--- start Passage provided ---
Wednesday's New Things: Remember, Remember

The Ghost Fleet #1 by Donny Cates, Daniel Warren Johnson, and Lauren Affe
The Humans #1 by Keenan Marshall Keller, Tom Neely and Kristina Collantes

I've gotten very serious about comics. Too serious-- I regularly refer to my "purchasing strategy" in this space, as if I were a political consultant contemplating some kind of ad buy. There are some good reasons for that shift, but it's important every now and again to take a step back and remember that comic books can be stupid fun-- that that's part of the reason I came to love them in the first place. To that end, two books of interest this week. The Ghost Fleet looks more or less deeply silly-- "When one of the world’s most elite combat-trained truckers takes a forbidden peek at his payload, he uncovers a conspiracy that will change his life forever!"-- but that art's not bad and I'm a sucker for a good heist story. The Humans is a little more intriguing-- Easy Rider on The Planet of the Apes-- and writer Keenan Marshall Keller is big on exploitation movies. There's just something sort of unhinged seeming about it, appealing in the same way that The Auteur is, although perhaps a mite less grotesque.
--- end Passage provided ---
* Job 1
According to the comics post, why is the writer interested in The Ghost Fleet even though it looks silly? Answer in one to three sentences.
* Job 2
List every person the comics post credits as a creator of the two books it features.
* Job 3
Continue the comics post from its last sentence.
The records below have no connection to the comics post.
--- start Given entries ---
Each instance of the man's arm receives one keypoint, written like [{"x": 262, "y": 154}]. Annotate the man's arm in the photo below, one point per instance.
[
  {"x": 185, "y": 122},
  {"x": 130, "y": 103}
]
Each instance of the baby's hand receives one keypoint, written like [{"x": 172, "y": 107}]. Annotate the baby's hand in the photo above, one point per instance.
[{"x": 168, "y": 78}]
--- end Given entries ---
--- start Given entries ---
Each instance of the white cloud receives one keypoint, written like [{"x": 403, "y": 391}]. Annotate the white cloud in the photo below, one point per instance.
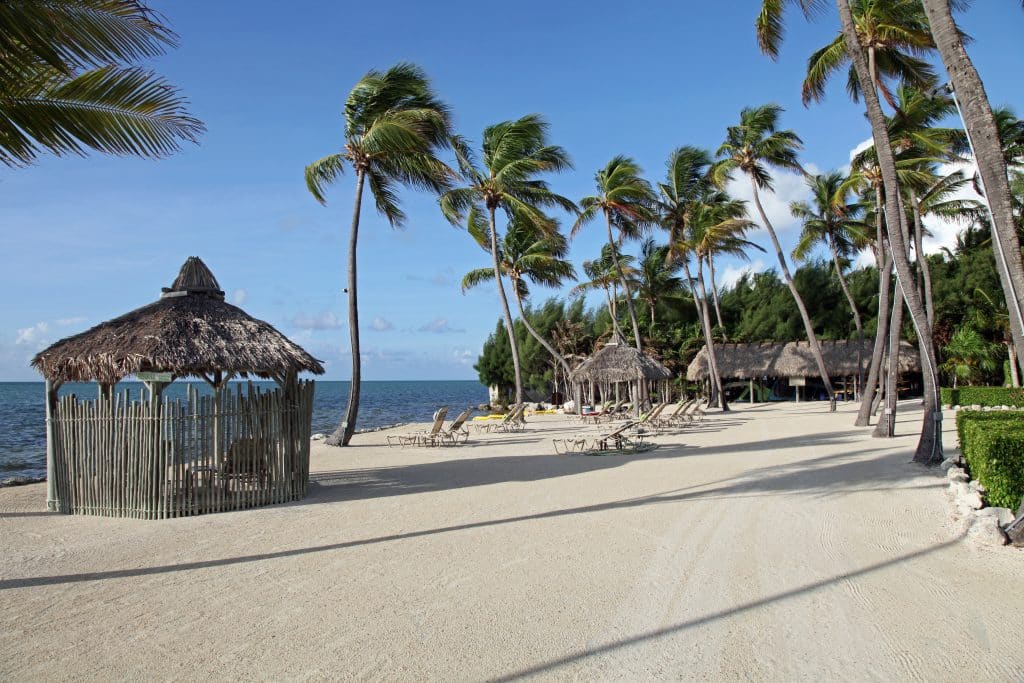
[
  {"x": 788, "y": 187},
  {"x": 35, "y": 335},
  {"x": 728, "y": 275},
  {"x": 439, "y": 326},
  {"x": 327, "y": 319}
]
--- end Given entries ---
* Exercise result 1
The writer thinks the art is not bad and admits to being a sucker for a good heist story.

* Exercise result 2
Donny Cates, Daniel Warren Johnson, Lauren Affe, Keenan Marshall Keller, Tom Neely, Kristina Collantes

* Exercise result 3
Velvet #8 by Ed Brubaker, Steve Epting, and Elizabeth Breitweiser

Not all fun has to be stupid, though. Velvet is an exemplar of this kind of series for me, a space where Ed Brubaker can show off his espionage chops, but minus the sort of self seriousness that's endemic to his similar work on Captin America or the almost deadly seriousness of his most recent series with Sean Phillips, The Fade Out. Part of the appeal here is that it's more or less an old school bit of spy fiction, the kind we very rarely see these days, but with the added dimension that the protagonist was literally hiding in plain sight, retired and taking on the Mrs. Moneypenny role. Velvet's knowledge of the agency she's been working for is more or less absolute, there is no doubt of her ability and, even so, you don't know if she's going to make it out of any particular issue alive, or even who's after her. Even though there's an unfortunate amount of time between issues, Brubaker's been a master at building tension here, one that's got me buying it off the rack rather than waiting for the trade. 

Kinski by Gabriel Hardman

Gabriel Hardman is a cartoonist I've admired from a run of work on Marvel books from a few years ago-- I remember his work being both solid and pleasingly sketchy. Kinski is a collection of a series revolving around a salesman saving an abused dog, originally put out by digital only publisher Monkey Brain, now being collected by Image. Hardman packs kinetic energy between each panel here, propelling you from frame to frame. If the story plays out even close to the way that the preview suggests, the writing's not bad either.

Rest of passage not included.